抜粋本文:
研究課題
B型肝炎ウイルス (HBV)は標的細胞への吸着・侵入のために感染受容体NTCPおよび受容体共益因子EGFRを利用する。リガンド刺激によるEGFRのリン酸化は、HBV、NTCP及びEGFRの急速な細胞内への取り込みを誘導するが、リガンド刺激の種類によりこの複合体の細胞内の動態は変化する。今年度では、リガンド刺激によりHBV感染が効率的に成立する細胞環境下のウイルス動態を解析した。ウイルスの動態変化はHBVウイルスエンベロープを模倣したペプチドプローブ(preS1-probe)と各種エンドソームマーカーとの時間依存的な共局在を共焦点顕微鏡を用いて評価した。得られた共局在定量データを基に、昨年度に構築したウイルス動態変化を記述する数理モデルより構築した確率シミュレーションを実施し、エンドソーム間の輸送割合を定量した。この解析により、細胞内へ急速にウイルスが取り込まれたとしても、初期エンドソームからリサイクリングエンドソームへの輸送経路へウイルスが振り分けられると感染があまり成立しないことを明らかにした。一方で、感染効率が高い細胞環境では、初期エンドソームから後期エンドソームへの経路にウイルスが振り分けられ、後期エンドソームでの滞留時間が長いことを見出した。プロテオーム解析により、この輸送経路の振り分けには細胞内タンパク質輸送を制御する複合体の構成タンパク質が寄与することを明らかにした。以上の結果は、ウイルスが細胞膜から侵入後に複製の場である核内へ輸送されるためには宿主機構を利用して、非常に厳密な制御を受ける必要があることを示唆する。

データ:
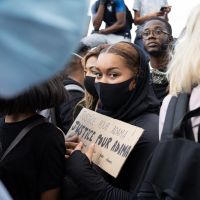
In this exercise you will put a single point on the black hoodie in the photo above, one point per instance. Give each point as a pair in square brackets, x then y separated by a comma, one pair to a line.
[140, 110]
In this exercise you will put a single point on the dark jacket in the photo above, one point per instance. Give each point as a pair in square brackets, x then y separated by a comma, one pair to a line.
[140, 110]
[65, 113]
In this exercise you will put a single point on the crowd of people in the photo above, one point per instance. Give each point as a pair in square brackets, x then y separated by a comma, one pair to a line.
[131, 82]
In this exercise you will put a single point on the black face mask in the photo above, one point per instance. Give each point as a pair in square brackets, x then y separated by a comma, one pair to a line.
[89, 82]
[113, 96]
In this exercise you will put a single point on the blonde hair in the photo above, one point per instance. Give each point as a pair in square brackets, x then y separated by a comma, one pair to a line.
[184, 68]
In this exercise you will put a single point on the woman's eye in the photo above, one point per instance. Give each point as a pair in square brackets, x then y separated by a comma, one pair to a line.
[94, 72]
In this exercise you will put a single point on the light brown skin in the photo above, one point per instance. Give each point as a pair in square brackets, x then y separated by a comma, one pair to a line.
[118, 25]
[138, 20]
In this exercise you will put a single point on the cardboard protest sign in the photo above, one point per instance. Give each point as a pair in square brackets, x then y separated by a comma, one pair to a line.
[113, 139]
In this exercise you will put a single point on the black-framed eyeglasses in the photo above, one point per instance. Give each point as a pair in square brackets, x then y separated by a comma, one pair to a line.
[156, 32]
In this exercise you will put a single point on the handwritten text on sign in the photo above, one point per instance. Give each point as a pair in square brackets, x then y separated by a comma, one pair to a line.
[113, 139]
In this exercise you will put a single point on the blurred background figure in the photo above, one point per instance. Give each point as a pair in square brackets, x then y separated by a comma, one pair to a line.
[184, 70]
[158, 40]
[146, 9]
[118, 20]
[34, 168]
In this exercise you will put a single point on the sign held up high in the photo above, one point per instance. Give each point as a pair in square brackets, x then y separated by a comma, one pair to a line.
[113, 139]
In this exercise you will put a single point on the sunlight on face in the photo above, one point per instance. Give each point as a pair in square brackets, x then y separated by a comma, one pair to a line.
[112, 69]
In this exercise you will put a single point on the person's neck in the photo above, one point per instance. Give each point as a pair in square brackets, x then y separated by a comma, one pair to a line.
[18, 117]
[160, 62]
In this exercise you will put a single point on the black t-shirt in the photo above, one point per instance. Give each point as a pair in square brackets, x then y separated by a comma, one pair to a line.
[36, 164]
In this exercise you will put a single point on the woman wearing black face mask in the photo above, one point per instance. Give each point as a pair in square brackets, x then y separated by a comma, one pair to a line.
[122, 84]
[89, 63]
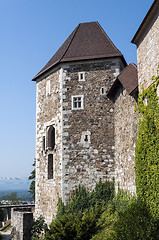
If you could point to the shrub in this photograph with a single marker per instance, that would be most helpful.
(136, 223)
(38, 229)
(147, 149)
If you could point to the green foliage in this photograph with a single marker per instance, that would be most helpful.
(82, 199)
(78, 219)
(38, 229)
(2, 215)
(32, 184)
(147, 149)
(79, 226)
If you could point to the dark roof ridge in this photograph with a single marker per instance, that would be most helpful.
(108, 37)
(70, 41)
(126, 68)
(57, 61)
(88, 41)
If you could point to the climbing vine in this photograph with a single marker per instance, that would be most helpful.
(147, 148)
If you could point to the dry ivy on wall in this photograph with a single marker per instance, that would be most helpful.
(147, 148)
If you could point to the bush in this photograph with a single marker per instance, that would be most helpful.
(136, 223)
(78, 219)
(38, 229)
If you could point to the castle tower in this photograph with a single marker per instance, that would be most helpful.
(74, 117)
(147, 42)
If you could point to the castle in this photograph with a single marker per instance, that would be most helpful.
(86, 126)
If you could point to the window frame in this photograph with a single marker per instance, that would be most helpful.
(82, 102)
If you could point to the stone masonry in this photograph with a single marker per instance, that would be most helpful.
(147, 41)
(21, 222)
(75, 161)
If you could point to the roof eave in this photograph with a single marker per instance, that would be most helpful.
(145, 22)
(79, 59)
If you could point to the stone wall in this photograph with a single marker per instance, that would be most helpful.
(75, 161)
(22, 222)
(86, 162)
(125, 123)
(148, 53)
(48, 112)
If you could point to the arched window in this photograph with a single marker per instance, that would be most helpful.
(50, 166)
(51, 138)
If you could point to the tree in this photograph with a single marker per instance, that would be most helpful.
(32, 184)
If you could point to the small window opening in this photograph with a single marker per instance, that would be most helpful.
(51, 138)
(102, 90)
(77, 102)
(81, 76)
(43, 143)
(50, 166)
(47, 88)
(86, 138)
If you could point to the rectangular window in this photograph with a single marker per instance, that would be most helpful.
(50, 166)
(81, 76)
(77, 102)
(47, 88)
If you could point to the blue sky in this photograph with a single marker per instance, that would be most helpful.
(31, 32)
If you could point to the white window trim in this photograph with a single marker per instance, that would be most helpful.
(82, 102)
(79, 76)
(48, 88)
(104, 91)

課題内容: 次の(a)〜(c)はHBVの細胞内動態に関する本文と合っていますか。それぞれ「はい」か「いいえ」で答え、判断の根拠となる本文の語句をそのまま引用してください。(a) HBVは吸着・侵入にNTCPとEGFRを利用する。(b) ウイルスが細胞内へ急速に取り込まれれば、感染は必ず効率よく成立する。(c) 感染効率が高い細胞環境では、後期エンドソームでのウイルスの滞留時間が短い。 このデータは使わなくてかまいません。

解答例:
(a) はい。「感染受容体NTCPおよび受容体共益因子EGFRを利用する」
(b) いいえ。「細胞内へ急速にウイルスが取り込まれたとしても、初期エンドソームからリサイクリングエンドソームへの輸送経路へウイルスが振り分けられると感染があまり成立しない」
(c) いいえ。「後期エンドソームでの滞留時間が長い」